ZU ERLEDIGEN
Erkläre anhand des Textauszugs zur geplanten Mission „DUO“ in ein bis drei Sätzen, wozu der Satellit Daten von mehreren zehntausend Galaxienhaufen sammeln soll.

TEXTAUSZUG
-*-

"DUO" soll Licht ins Dunkle Universum bringen
NASA plant „Dark Universe Observatory“ (DUO) mit einem vom Max-Planck-Institut für extraterrestrische Physik entwickelten Röntgenteleskop
Die amerikanische Weltraumagentur NASA plant einen Satelliten zur Erforschung der „Dunklen Energie“, die für die erst vor wenigen Jahren entdeckte beschleunigte Expansion des Universums verantwortlich gemacht wird. Kernstück des Satelliten ist eine vom Max-Planck-Institut für extraterrestrische Physik entwickelte neuartige Röntgenkamera in Kombination mit sieben Röntgenteleskopen der Firma Carl Zeiss. Die gemeinsam mit US-amerikanischen Forschungsinstituten unter Leitung von Prof. Richard Griffiths von der Carnegie Mellon University vorgeschlagene Mission „DUO“ wurde jetzt mit vier anderen Satelliten-Vorschlägen von der NASA aufgegriffen. In einer fünfmonatigen Studienphase soll nun geprüft werden, wie DUO im Jahr 2007 in eine Erdumlaufbahn gebracht werden kann. Von dort aus soll der auf zwei Jahre geplante Satellit von mehreren zehntausend Galaxienhaufen Daten sammeln, mit deren Hilfe dann neue kosmologische Modelle getestet und die Natur der Dunklen Materie aus der großräumigen Struktur der Galaxienhaufen erschlossen werden sollen.

-*-

EINTRÄGE
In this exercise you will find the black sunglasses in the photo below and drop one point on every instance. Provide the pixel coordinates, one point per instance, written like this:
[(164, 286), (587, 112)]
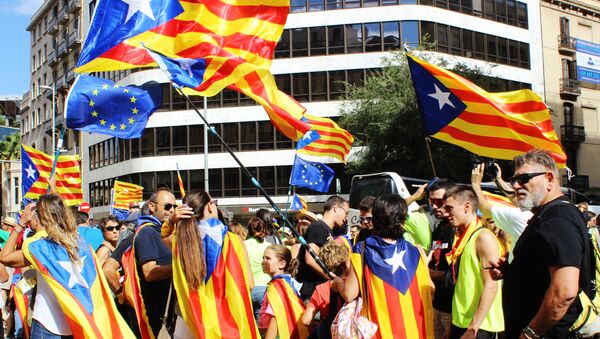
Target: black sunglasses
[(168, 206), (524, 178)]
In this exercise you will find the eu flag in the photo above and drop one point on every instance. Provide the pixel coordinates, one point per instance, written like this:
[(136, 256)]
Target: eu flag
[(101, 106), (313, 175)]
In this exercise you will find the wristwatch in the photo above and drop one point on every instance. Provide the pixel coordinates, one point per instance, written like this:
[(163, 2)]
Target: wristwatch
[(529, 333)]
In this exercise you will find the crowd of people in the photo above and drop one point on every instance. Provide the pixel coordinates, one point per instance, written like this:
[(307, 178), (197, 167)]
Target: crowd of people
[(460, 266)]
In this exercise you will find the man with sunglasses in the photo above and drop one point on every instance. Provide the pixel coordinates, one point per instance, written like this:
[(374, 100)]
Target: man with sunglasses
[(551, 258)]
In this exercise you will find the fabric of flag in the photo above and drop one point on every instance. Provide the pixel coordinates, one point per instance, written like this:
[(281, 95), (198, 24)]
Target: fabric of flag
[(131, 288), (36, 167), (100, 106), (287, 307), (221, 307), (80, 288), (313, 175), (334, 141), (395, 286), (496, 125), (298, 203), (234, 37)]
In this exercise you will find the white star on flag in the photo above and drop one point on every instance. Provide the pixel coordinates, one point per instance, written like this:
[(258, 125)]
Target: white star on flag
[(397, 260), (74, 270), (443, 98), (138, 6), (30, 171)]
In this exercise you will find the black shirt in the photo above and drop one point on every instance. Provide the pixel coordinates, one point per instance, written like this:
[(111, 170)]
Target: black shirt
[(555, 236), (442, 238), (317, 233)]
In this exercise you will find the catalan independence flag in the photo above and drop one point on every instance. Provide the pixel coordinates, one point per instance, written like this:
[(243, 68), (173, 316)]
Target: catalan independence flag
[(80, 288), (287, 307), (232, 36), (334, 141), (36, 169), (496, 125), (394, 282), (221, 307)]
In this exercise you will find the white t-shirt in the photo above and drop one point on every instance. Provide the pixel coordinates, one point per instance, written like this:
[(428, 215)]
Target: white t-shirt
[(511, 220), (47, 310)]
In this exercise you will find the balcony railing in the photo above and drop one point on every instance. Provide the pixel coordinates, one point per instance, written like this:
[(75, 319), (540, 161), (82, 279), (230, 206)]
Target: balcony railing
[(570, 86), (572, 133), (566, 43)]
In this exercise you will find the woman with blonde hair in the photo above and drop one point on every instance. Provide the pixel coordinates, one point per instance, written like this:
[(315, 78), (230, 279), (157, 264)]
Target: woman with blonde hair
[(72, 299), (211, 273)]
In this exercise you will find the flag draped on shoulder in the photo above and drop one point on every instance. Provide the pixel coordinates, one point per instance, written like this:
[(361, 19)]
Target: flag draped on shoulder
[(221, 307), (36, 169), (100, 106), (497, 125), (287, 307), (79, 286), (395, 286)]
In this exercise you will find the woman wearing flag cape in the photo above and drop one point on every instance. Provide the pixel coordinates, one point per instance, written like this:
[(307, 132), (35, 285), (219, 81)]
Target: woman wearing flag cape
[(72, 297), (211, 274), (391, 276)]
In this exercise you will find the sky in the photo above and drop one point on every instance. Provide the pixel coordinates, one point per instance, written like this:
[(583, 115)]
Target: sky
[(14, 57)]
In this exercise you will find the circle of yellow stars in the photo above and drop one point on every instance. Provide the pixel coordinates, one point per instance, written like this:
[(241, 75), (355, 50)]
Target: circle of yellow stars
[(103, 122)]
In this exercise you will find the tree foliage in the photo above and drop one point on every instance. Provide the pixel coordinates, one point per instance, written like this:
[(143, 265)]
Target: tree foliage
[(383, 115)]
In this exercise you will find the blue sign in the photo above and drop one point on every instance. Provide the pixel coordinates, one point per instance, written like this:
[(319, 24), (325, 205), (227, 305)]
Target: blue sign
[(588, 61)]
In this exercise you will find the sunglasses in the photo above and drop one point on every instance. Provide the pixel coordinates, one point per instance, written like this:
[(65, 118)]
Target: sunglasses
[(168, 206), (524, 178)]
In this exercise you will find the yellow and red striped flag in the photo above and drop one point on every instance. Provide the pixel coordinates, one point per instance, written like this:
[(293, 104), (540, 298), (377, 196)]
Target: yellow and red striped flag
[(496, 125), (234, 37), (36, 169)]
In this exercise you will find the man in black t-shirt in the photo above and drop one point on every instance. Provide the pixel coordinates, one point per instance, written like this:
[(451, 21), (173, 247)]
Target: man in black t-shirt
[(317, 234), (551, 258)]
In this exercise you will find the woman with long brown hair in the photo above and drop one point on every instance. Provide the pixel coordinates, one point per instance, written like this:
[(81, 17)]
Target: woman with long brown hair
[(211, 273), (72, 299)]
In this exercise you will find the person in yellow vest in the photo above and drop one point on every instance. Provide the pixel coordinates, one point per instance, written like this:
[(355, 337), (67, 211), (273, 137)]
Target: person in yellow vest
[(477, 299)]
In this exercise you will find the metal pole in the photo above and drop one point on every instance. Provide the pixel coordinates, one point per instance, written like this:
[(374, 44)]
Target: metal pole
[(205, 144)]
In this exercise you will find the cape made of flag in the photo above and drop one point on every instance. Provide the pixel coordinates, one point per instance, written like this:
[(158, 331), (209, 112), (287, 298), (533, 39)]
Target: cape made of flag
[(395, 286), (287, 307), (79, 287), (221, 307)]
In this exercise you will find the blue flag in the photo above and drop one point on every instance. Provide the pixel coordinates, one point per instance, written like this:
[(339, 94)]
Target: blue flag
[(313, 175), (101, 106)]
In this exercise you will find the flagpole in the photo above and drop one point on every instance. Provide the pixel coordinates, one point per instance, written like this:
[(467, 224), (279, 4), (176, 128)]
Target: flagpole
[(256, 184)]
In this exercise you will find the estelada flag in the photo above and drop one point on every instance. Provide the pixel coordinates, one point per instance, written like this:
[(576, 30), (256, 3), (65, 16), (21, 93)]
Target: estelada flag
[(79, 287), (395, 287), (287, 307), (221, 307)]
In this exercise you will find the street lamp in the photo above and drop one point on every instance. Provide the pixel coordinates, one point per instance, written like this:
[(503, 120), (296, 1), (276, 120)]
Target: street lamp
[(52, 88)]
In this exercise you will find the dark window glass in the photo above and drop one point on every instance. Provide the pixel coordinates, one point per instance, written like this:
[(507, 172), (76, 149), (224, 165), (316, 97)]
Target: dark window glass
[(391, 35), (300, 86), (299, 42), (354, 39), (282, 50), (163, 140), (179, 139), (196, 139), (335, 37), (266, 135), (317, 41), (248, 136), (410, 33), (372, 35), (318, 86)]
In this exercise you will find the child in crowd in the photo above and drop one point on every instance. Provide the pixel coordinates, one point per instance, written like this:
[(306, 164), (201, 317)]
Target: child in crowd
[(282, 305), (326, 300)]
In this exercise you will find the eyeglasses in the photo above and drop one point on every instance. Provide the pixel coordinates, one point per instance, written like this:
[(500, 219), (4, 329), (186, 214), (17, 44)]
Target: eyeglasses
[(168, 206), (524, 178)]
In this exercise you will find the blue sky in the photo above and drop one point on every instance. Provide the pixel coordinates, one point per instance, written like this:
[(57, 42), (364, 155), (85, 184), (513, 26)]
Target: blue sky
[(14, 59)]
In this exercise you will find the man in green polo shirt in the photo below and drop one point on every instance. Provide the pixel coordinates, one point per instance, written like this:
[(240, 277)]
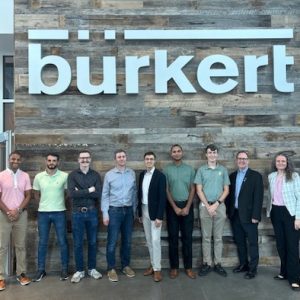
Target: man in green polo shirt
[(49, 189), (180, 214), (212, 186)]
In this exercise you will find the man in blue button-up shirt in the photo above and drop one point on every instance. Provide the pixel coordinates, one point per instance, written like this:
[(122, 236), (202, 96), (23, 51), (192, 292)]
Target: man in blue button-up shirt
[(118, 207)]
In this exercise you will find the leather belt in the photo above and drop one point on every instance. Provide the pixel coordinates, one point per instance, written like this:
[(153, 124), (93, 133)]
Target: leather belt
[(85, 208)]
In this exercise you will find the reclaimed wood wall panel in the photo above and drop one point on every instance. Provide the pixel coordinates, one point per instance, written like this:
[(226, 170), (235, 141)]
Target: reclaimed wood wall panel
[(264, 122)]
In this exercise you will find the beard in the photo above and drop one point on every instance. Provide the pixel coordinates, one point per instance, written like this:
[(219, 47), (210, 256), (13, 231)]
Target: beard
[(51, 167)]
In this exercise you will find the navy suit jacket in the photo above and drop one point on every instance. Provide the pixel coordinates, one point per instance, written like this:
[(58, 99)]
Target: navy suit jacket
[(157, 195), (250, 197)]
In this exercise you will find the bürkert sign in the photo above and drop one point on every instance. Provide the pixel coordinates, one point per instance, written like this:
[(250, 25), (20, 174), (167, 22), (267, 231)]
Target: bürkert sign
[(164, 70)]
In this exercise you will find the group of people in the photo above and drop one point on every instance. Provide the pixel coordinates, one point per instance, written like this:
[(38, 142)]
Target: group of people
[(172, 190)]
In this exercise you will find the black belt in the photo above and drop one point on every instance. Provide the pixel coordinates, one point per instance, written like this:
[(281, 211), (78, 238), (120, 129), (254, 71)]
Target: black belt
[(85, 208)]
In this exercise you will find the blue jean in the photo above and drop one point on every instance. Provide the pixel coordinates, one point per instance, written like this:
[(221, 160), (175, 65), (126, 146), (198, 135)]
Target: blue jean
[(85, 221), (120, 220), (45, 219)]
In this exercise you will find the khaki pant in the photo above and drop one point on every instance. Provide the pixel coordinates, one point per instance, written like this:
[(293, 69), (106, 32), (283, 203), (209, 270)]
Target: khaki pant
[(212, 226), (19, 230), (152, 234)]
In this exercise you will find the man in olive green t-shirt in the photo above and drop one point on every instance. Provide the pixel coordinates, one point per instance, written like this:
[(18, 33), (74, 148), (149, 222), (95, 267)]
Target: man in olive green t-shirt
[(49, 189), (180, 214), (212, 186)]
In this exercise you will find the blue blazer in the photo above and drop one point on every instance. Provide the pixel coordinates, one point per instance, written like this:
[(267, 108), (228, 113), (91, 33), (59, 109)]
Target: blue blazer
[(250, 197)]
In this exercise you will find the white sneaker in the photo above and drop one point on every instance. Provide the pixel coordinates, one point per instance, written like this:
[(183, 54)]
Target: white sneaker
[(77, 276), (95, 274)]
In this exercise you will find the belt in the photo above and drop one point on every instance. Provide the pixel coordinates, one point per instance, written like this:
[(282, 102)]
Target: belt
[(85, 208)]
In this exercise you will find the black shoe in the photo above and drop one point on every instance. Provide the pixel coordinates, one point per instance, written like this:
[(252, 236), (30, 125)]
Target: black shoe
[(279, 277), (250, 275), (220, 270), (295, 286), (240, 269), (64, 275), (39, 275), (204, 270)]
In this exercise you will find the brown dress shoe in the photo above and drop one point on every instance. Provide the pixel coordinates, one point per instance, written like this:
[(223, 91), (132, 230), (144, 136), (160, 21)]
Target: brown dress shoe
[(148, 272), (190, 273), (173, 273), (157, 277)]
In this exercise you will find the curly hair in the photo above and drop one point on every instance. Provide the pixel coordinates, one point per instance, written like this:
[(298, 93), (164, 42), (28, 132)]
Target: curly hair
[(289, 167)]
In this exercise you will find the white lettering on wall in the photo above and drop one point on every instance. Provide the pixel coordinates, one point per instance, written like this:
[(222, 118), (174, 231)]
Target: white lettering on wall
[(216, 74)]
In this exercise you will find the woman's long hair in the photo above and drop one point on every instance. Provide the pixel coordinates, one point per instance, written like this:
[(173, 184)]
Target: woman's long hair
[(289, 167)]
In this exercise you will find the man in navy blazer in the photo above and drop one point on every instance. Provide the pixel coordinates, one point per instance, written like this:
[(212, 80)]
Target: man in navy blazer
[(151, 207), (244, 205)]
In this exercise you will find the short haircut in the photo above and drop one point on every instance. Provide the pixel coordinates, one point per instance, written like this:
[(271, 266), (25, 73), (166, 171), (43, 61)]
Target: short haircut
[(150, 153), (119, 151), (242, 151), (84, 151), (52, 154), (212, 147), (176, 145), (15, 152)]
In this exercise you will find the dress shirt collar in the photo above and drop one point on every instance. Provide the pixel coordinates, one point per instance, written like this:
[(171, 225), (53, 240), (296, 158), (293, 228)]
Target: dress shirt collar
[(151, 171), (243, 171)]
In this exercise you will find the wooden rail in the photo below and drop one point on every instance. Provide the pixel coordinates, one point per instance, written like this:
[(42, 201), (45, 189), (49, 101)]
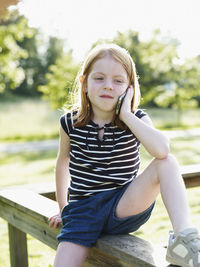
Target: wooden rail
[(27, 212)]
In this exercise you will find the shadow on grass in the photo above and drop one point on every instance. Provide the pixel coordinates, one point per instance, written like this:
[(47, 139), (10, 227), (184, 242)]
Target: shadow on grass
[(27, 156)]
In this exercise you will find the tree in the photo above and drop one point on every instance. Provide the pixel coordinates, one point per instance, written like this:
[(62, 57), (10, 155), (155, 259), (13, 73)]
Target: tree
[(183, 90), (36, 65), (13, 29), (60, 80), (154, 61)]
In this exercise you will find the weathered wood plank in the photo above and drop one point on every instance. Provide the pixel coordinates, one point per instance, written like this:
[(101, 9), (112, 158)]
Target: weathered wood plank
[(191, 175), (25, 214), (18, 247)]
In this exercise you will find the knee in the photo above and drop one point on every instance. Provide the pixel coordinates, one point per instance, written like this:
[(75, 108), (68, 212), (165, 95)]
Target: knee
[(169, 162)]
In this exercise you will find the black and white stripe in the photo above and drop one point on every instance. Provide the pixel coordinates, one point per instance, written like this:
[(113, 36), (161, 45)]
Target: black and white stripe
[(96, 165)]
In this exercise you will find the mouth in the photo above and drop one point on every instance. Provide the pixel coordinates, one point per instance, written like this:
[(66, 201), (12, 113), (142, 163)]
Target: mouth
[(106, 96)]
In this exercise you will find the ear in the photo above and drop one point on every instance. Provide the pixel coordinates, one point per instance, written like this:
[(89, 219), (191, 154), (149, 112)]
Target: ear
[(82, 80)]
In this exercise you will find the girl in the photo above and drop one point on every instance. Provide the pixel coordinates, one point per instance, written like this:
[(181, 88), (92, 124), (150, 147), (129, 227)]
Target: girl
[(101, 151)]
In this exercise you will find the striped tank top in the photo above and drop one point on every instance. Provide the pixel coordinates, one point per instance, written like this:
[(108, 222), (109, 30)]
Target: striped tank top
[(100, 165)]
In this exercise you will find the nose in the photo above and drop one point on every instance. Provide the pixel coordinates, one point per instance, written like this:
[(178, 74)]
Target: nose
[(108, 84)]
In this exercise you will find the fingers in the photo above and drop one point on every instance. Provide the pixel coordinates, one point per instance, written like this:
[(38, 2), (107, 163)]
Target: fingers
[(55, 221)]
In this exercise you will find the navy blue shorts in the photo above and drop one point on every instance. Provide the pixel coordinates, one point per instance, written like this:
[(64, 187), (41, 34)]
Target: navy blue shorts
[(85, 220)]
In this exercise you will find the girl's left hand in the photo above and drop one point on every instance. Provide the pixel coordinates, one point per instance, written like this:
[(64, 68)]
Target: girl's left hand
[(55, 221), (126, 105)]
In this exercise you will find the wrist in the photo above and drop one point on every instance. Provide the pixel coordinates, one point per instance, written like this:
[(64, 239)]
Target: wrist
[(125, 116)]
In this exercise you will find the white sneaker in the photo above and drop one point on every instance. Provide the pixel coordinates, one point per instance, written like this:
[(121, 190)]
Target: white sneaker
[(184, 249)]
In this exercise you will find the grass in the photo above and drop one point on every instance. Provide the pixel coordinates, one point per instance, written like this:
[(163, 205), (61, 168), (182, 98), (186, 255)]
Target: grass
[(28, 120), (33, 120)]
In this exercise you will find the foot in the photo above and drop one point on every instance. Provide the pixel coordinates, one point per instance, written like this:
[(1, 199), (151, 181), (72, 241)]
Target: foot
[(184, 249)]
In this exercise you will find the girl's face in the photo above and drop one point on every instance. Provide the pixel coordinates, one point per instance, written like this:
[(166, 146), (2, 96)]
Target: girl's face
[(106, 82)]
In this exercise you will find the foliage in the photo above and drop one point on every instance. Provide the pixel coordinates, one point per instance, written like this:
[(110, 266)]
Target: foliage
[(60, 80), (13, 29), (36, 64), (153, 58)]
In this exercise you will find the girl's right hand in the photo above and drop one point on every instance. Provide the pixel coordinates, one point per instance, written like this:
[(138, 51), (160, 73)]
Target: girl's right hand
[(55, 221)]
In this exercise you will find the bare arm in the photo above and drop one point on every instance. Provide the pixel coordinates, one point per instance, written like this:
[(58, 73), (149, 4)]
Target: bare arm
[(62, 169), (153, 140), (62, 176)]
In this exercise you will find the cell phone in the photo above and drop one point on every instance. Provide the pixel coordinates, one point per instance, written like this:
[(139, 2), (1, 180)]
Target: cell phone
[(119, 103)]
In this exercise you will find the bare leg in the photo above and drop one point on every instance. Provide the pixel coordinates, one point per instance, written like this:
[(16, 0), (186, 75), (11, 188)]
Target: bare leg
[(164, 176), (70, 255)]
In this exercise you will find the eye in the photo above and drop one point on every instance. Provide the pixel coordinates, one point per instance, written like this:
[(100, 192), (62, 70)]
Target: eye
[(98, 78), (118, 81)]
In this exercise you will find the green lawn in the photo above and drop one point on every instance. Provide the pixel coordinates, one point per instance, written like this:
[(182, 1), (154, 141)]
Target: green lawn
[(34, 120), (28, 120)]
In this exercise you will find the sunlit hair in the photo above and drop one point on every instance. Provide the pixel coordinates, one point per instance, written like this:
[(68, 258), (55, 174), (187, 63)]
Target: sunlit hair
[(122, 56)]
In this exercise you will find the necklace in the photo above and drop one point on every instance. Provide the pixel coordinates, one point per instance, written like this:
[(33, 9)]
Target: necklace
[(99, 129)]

-*-

LÖSUNG
Mit den Daten sollen neue kosmologische Modelle getestet werden. Außerdem soll aus der großräumigen Struktur der Galaxienhaufen die Natur der Dunklen Materie erschlossen werden.